═══ RECORD DEL COMPITO
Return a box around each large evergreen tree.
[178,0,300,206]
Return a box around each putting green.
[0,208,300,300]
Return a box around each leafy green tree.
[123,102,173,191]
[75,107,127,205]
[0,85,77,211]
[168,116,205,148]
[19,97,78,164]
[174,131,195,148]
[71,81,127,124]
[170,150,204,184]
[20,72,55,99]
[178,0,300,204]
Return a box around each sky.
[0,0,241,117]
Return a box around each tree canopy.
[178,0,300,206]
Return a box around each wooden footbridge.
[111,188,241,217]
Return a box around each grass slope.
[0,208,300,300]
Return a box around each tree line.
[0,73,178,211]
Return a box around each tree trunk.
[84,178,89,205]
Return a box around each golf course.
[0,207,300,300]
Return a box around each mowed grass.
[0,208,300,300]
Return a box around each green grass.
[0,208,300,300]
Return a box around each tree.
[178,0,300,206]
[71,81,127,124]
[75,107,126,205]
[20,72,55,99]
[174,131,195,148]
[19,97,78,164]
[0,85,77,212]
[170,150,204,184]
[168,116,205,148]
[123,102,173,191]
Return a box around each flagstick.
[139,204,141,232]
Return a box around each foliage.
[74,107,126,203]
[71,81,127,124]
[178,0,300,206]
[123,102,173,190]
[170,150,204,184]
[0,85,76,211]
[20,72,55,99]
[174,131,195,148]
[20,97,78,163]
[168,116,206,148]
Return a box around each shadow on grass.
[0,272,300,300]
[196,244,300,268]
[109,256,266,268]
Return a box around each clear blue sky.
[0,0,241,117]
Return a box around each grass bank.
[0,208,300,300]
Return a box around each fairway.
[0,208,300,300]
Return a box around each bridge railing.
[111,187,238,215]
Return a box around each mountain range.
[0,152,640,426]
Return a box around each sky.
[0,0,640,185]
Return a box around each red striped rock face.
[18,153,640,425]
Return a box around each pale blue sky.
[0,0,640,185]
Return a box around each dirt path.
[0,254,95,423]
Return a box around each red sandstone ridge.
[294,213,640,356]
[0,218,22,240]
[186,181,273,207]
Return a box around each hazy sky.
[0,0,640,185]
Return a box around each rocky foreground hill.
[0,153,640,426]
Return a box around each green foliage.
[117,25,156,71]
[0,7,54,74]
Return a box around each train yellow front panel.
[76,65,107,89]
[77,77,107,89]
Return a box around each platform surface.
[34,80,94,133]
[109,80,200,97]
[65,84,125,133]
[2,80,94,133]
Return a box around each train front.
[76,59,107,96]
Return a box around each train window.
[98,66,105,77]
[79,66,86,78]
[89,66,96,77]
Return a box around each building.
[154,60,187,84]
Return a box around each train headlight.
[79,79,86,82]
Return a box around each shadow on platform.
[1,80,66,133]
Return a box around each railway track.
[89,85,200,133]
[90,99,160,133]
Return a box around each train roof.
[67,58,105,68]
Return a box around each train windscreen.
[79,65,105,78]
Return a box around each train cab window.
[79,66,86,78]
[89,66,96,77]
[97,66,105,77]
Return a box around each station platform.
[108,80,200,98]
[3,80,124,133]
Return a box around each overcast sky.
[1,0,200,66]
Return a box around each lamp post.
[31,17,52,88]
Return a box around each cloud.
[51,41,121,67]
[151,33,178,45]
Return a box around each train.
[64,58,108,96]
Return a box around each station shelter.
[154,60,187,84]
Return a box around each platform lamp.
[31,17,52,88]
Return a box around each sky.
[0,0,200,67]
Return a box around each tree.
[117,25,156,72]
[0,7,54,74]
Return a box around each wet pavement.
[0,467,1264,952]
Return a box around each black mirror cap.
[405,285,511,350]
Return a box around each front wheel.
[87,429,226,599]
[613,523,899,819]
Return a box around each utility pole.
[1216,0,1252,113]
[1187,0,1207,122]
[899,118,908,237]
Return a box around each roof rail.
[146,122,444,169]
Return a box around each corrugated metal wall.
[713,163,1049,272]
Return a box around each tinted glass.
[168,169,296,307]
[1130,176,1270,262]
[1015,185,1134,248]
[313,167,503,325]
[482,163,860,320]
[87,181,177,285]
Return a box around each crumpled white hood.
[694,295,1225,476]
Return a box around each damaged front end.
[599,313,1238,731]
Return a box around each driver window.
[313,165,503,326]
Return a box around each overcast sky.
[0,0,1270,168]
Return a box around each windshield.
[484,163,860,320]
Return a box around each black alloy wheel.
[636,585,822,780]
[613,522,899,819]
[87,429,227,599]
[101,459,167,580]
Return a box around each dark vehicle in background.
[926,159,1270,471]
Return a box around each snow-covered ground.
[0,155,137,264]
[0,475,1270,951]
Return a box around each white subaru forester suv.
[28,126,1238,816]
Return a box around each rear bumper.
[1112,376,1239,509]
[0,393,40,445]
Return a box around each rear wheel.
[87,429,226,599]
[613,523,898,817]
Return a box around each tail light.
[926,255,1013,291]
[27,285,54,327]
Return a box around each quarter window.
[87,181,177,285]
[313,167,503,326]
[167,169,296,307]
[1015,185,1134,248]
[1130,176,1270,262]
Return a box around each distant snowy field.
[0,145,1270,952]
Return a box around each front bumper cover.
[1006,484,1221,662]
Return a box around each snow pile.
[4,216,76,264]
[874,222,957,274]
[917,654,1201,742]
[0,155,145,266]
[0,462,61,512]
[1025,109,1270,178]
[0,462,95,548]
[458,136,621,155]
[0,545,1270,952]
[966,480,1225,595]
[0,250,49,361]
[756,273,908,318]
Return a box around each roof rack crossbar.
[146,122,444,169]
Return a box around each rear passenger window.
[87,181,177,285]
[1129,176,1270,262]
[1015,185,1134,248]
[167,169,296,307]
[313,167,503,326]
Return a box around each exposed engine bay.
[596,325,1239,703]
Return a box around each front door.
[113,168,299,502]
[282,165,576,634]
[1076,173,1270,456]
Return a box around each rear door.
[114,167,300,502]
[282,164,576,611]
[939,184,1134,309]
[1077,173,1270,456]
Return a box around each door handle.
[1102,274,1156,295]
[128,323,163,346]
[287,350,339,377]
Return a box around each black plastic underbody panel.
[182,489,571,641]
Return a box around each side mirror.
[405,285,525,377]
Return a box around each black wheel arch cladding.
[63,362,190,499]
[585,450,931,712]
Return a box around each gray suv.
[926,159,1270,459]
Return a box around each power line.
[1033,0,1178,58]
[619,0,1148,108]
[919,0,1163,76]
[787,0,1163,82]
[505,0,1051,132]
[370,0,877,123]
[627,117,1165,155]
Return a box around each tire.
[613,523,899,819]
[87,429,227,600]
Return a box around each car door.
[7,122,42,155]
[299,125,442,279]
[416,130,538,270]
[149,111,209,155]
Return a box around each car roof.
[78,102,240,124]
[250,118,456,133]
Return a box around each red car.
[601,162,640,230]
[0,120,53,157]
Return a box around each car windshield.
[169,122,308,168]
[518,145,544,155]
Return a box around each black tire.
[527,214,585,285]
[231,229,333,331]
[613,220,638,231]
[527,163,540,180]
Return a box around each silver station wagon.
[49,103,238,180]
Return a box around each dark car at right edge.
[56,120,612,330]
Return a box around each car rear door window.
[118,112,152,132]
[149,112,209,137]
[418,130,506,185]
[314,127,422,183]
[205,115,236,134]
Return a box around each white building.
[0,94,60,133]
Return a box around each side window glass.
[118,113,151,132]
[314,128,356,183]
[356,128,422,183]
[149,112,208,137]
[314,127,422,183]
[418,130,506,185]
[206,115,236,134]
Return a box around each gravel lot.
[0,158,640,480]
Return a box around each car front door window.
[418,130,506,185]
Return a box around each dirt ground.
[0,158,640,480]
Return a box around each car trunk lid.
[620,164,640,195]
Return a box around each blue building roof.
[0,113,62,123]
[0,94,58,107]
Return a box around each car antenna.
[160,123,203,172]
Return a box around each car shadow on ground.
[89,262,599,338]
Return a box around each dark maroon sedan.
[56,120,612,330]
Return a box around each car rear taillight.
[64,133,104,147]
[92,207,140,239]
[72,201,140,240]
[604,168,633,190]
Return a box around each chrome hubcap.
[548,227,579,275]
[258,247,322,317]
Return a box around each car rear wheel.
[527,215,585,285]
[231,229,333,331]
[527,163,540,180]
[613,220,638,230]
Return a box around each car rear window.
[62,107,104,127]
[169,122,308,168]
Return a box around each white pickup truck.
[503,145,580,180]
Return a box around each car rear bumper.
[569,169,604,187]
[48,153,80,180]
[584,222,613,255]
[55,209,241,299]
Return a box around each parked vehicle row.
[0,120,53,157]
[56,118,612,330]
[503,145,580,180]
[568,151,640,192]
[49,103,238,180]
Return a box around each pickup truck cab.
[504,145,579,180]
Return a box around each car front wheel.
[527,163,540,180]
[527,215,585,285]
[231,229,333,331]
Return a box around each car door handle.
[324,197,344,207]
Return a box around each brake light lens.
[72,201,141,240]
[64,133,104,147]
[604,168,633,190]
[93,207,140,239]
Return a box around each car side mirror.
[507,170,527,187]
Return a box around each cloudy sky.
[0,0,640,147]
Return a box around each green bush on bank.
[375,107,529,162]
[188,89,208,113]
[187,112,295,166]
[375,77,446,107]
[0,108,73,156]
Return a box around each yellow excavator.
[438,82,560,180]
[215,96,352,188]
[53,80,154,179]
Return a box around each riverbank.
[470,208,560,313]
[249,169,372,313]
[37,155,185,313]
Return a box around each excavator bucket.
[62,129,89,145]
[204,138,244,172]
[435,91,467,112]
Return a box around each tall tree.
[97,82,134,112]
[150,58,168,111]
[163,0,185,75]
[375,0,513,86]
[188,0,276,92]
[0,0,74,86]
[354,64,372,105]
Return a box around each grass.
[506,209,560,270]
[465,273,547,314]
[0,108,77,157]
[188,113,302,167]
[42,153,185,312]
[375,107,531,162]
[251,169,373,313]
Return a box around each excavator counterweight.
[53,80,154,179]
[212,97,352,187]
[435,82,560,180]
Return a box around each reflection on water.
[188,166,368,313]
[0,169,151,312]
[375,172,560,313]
══════
• **CONSEGNA**
Ricopia senza alcuna modifica le righe dei record che vanno da quella contenente "Return a box around each shadow on platform." fino a quella contenente "[79,65,105,78]", entrambe incluse.

• **RISPOSTA**
Return a box around each shadow on platform.
[1,80,66,133]
Return a box around each railway track.
[89,85,200,133]
[90,99,160,133]
Return a box around each train roof.
[67,58,105,68]
Return a box around each train windscreen.
[79,65,105,78]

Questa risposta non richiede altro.